Instructions for the task: Set down exactly, and only, the lines from the one with "of the candle-shaped" to the final line of the entries, both included.

Data for the task:
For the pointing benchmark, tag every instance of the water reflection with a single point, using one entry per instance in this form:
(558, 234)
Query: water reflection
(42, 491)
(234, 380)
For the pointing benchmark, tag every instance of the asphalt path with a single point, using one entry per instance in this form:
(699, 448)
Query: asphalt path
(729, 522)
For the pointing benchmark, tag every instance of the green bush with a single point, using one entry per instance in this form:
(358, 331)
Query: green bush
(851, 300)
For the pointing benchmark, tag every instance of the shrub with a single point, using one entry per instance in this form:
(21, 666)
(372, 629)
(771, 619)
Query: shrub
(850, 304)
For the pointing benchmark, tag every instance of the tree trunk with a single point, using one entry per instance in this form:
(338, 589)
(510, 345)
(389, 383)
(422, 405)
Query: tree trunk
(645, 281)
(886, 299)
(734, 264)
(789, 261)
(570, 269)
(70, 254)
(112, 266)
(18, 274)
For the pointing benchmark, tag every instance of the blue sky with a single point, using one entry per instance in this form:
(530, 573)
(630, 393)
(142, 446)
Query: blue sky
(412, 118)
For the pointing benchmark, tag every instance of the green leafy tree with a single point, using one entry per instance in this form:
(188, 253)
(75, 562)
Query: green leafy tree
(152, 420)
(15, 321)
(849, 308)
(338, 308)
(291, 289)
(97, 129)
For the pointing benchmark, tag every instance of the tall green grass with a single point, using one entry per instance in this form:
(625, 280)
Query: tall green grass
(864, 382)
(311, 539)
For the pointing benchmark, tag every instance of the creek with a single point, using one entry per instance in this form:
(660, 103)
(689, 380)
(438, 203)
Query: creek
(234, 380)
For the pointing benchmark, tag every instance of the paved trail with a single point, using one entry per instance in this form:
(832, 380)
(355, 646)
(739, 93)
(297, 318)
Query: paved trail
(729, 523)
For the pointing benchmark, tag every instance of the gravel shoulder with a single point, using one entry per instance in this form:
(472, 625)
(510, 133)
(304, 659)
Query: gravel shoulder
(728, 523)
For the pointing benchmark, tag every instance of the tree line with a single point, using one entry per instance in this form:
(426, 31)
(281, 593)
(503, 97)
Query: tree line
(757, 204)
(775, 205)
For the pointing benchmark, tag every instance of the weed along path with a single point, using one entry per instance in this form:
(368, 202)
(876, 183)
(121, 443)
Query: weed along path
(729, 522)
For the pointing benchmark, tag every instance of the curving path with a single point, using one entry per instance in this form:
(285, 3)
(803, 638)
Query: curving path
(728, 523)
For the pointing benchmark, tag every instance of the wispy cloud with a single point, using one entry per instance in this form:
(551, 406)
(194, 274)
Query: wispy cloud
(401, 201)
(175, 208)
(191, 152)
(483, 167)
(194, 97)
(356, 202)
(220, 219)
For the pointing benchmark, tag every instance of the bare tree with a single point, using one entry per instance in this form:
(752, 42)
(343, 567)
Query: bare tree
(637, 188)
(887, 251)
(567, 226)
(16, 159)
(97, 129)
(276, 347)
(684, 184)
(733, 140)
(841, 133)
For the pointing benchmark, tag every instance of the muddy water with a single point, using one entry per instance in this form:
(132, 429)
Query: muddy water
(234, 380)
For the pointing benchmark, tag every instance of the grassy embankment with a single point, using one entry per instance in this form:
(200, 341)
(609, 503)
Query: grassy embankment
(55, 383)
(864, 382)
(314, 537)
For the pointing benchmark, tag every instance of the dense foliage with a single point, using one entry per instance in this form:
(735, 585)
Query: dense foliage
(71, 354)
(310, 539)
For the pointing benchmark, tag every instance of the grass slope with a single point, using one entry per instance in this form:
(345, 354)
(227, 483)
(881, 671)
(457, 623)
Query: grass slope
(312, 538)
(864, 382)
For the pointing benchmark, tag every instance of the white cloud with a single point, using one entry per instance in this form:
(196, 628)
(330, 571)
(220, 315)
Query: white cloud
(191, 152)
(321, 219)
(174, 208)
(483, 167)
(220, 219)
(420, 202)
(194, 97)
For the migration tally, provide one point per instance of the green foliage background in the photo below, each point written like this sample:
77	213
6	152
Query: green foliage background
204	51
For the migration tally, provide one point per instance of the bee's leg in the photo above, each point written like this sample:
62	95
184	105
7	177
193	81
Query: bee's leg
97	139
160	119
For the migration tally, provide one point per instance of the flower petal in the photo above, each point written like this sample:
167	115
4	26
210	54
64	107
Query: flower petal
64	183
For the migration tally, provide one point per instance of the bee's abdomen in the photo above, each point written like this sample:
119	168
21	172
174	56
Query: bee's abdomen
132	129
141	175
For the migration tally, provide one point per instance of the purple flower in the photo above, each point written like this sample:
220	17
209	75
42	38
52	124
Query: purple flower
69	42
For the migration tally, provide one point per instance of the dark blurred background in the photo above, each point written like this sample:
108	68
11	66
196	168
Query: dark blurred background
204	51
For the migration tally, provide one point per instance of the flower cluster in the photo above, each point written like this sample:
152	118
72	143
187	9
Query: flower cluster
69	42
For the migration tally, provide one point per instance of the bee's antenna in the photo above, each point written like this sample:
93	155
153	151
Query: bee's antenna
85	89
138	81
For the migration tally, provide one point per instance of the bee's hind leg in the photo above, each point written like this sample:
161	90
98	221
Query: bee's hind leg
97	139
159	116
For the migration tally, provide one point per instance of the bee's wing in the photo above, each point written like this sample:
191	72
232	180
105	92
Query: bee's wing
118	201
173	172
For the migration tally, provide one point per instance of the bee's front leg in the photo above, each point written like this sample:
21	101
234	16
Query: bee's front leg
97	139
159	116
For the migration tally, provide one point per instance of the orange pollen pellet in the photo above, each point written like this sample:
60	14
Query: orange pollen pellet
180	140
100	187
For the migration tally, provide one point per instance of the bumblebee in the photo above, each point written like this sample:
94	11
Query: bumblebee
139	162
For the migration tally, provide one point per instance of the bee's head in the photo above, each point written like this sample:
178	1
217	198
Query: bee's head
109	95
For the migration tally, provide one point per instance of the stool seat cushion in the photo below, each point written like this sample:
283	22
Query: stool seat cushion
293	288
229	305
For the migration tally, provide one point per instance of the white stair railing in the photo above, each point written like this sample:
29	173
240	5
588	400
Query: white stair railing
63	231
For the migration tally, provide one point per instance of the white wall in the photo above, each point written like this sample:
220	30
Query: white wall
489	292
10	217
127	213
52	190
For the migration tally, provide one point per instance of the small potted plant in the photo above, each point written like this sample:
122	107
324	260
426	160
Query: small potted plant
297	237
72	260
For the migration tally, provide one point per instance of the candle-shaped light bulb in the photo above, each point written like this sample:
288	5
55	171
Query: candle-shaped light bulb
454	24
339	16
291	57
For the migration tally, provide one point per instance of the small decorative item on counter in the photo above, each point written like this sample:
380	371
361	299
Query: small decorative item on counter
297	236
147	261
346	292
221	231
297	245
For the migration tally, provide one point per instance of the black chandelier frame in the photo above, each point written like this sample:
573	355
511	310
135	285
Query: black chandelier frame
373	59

Task solution:
For the migration tally, provide one point per instance of the candle-shaped light bulb in the photo above, each point written like this sample:
288	5
55	171
Query: candle-shaped light bulb
454	24
339	16
291	57
For the migration tally, provide one point per instance of the small decorative item on counter in the photo above, each point written like this sample:
380	371
361	299
Query: small decorative item on counter
297	236
147	261
346	292
221	231
297	245
For the migration tally, provide one point per instance of the black chandelier frame in the photo above, each point written like this sample:
573	355
511	310
135	285
Query: black chandelier frame
373	59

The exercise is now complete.